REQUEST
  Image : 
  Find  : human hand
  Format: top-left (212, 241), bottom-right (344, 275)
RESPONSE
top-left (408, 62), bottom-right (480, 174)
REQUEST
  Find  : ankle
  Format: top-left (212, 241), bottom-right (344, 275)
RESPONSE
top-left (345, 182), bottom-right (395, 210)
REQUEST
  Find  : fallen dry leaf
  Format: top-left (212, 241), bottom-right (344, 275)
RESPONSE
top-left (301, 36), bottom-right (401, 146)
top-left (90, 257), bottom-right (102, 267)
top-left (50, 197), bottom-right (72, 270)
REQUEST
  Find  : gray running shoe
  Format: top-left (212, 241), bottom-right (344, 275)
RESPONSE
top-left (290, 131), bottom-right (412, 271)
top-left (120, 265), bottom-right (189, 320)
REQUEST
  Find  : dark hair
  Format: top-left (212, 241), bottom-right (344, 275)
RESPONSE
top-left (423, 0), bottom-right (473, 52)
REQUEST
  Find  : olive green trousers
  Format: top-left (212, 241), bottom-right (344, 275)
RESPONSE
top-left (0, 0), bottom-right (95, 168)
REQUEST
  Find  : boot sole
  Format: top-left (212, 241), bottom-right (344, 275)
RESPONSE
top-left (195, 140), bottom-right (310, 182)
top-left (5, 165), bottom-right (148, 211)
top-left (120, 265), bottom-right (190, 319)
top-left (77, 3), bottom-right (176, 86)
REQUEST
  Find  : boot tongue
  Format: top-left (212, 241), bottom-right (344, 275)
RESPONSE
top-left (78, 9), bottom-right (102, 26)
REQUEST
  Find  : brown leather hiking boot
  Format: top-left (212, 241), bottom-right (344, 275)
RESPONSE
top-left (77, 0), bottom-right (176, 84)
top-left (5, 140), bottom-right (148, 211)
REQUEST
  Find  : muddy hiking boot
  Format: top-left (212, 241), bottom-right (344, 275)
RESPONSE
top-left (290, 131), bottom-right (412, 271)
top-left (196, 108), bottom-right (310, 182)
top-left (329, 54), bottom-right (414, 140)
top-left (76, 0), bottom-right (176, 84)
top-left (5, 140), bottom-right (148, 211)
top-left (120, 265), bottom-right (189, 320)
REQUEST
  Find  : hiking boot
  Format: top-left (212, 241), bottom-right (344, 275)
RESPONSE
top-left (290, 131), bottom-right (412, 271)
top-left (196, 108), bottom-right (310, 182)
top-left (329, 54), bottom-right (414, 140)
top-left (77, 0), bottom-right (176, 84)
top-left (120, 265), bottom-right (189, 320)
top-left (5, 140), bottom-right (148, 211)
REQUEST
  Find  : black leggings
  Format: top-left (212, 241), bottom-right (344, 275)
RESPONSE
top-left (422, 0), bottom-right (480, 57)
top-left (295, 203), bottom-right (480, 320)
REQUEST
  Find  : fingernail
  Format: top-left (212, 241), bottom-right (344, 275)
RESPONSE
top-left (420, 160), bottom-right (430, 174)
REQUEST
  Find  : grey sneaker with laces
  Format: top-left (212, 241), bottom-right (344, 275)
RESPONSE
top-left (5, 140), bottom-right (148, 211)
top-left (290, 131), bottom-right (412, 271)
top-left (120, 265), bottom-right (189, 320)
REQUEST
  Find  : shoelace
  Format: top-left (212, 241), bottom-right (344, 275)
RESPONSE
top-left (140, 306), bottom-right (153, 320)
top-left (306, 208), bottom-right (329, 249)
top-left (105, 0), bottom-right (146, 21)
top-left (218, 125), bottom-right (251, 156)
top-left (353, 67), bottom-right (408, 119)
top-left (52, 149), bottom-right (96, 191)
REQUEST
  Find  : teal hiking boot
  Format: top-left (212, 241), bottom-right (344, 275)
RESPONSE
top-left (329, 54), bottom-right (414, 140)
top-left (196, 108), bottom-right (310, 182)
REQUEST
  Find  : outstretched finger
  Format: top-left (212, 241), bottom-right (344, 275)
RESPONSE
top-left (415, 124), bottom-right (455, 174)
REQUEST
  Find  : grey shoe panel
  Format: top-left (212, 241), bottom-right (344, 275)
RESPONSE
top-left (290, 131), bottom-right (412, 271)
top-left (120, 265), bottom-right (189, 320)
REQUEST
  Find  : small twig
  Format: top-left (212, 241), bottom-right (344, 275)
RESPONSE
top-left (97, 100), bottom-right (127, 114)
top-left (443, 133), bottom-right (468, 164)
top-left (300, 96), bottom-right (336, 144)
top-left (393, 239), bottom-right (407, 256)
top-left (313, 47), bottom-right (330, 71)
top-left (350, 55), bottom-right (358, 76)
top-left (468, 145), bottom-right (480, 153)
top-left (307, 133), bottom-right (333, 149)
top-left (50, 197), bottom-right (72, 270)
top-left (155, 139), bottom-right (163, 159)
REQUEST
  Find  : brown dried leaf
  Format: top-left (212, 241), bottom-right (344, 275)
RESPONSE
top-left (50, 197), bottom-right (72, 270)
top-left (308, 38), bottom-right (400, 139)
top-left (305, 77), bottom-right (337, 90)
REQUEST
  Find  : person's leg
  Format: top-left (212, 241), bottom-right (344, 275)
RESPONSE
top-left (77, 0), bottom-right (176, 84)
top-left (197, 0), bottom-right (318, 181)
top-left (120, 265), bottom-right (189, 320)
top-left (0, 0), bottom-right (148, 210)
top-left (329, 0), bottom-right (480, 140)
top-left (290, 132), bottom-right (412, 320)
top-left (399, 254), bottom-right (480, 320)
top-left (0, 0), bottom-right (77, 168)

━━━━━━━━━━━━━━━━━━━━━━━━━━━━━━

● SET PROBLEM: Copy all of the records above word for word, without changing anything.

● RESPONSE TO THE TASK:
REQUEST
  Image : 
  Find  : human hand
  Format: top-left (212, 241), bottom-right (344, 275)
RESPONSE
top-left (408, 62), bottom-right (480, 174)
REQUEST
  Find  : ankle
  Format: top-left (212, 241), bottom-right (344, 275)
RESPONSE
top-left (345, 182), bottom-right (395, 210)
REQUEST
  Find  : fallen dry leaf
  Format: top-left (212, 241), bottom-right (344, 275)
RESPONSE
top-left (301, 36), bottom-right (401, 146)
top-left (90, 257), bottom-right (102, 267)
top-left (50, 197), bottom-right (72, 270)
REQUEST
  Find  : gray running shoe
  Format: top-left (212, 241), bottom-right (344, 275)
RESPONSE
top-left (290, 131), bottom-right (412, 271)
top-left (120, 265), bottom-right (189, 320)
REQUEST
  Find  : dark hair
  Format: top-left (212, 241), bottom-right (344, 275)
RESPONSE
top-left (423, 0), bottom-right (473, 52)
REQUEST
  Find  : olive green trousers
  Format: top-left (212, 241), bottom-right (344, 275)
RESPONSE
top-left (0, 0), bottom-right (95, 168)
REQUEST
  Find  : boot sole
  Format: top-left (212, 241), bottom-right (344, 275)
RESPONSE
top-left (195, 140), bottom-right (310, 182)
top-left (5, 165), bottom-right (148, 211)
top-left (120, 265), bottom-right (190, 319)
top-left (77, 3), bottom-right (176, 86)
REQUEST
  Find  : boot tongue
  Format: top-left (212, 241), bottom-right (344, 275)
RESPONSE
top-left (78, 9), bottom-right (102, 26)
REQUEST
  Find  : brown leather hiking boot
  Format: top-left (212, 241), bottom-right (344, 275)
RESPONSE
top-left (77, 0), bottom-right (176, 84)
top-left (5, 140), bottom-right (148, 211)
REQUEST
  Find  : muddy hiking boot
  Format: top-left (212, 241), bottom-right (344, 275)
RESPONSE
top-left (290, 131), bottom-right (412, 271)
top-left (196, 108), bottom-right (310, 182)
top-left (329, 54), bottom-right (414, 140)
top-left (76, 0), bottom-right (176, 84)
top-left (5, 140), bottom-right (148, 211)
top-left (120, 265), bottom-right (189, 320)
REQUEST
  Find  : hiking boot
  Format: top-left (212, 241), bottom-right (344, 275)
RESPONSE
top-left (290, 131), bottom-right (412, 271)
top-left (196, 108), bottom-right (310, 182)
top-left (329, 54), bottom-right (414, 140)
top-left (77, 0), bottom-right (176, 84)
top-left (120, 265), bottom-right (189, 320)
top-left (5, 140), bottom-right (148, 211)
REQUEST
  Find  : black leggings
  Format: top-left (212, 241), bottom-right (344, 275)
RESPONSE
top-left (422, 0), bottom-right (480, 57)
top-left (295, 203), bottom-right (480, 320)
REQUEST
  Find  : fingernail
  Format: top-left (212, 241), bottom-right (344, 275)
RESPONSE
top-left (420, 160), bottom-right (430, 174)
REQUEST
  Find  : grey sneaker with laces
  Format: top-left (212, 241), bottom-right (344, 275)
RESPONSE
top-left (5, 140), bottom-right (148, 211)
top-left (290, 131), bottom-right (412, 271)
top-left (120, 265), bottom-right (189, 320)
REQUEST
  Find  : shoelace
  Format: top-left (212, 241), bottom-right (344, 275)
RESPONSE
top-left (140, 306), bottom-right (153, 320)
top-left (306, 208), bottom-right (329, 249)
top-left (105, 0), bottom-right (146, 21)
top-left (218, 125), bottom-right (251, 156)
top-left (353, 67), bottom-right (408, 119)
top-left (52, 149), bottom-right (96, 191)
REQUEST
  Find  : teal hiking boot
  Format: top-left (212, 241), bottom-right (344, 275)
RESPONSE
top-left (329, 54), bottom-right (414, 140)
top-left (196, 108), bottom-right (310, 182)
REQUEST
  Find  : outstretched finger
  Format: top-left (212, 241), bottom-right (344, 275)
RESPONSE
top-left (415, 124), bottom-right (455, 174)
REQUEST
  Find  : grey shoe panel
  Format: top-left (212, 241), bottom-right (344, 275)
RESPONSE
top-left (290, 131), bottom-right (412, 271)
top-left (120, 265), bottom-right (189, 320)
REQUEST
  Find  : small twig
  Format: top-left (212, 241), bottom-right (344, 275)
RESPONSE
top-left (97, 100), bottom-right (127, 114)
top-left (443, 133), bottom-right (468, 164)
top-left (300, 96), bottom-right (336, 144)
top-left (393, 239), bottom-right (407, 256)
top-left (313, 47), bottom-right (330, 71)
top-left (350, 55), bottom-right (358, 76)
top-left (468, 145), bottom-right (480, 153)
top-left (307, 133), bottom-right (333, 149)
top-left (50, 197), bottom-right (72, 270)
top-left (155, 139), bottom-right (163, 159)
REQUEST
  Find  : brown dried leaf
  Format: top-left (212, 241), bottom-right (344, 275)
RESPONSE
top-left (50, 197), bottom-right (72, 270)
top-left (308, 38), bottom-right (400, 139)
top-left (305, 77), bottom-right (337, 90)
REQUEST
  Find  : person's leg
  Format: top-left (212, 241), bottom-right (344, 275)
RESPONSE
top-left (77, 0), bottom-right (176, 84)
top-left (197, 0), bottom-right (318, 181)
top-left (120, 265), bottom-right (189, 320)
top-left (0, 0), bottom-right (148, 210)
top-left (329, 0), bottom-right (480, 140)
top-left (290, 132), bottom-right (412, 320)
top-left (399, 254), bottom-right (480, 320)
top-left (0, 0), bottom-right (77, 168)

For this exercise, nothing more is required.